» GIVEN INFORMATION
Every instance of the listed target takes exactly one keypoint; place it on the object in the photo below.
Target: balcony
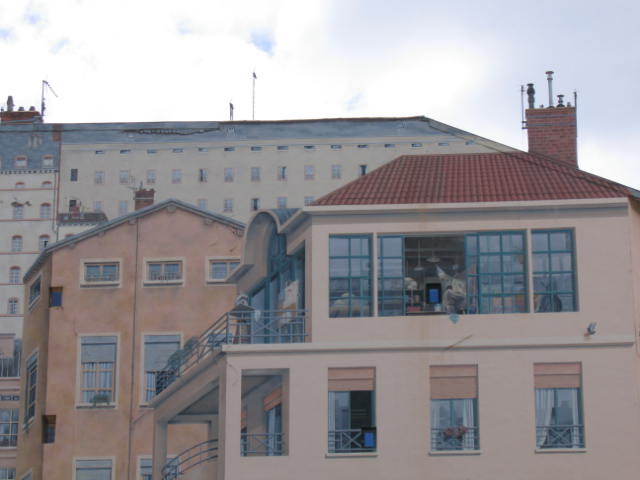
(560, 436)
(243, 326)
(352, 440)
(192, 457)
(262, 444)
(455, 438)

» YOUR INSTRUCTIONS
The whole listing above, word for word: repeat it with the pictures excluded.

» RESULT BELOW
Every instance of the listed target takes exactly one keypoint; place it on the object in the photo below.
Target: balcony
(560, 436)
(243, 326)
(352, 440)
(192, 457)
(262, 444)
(455, 438)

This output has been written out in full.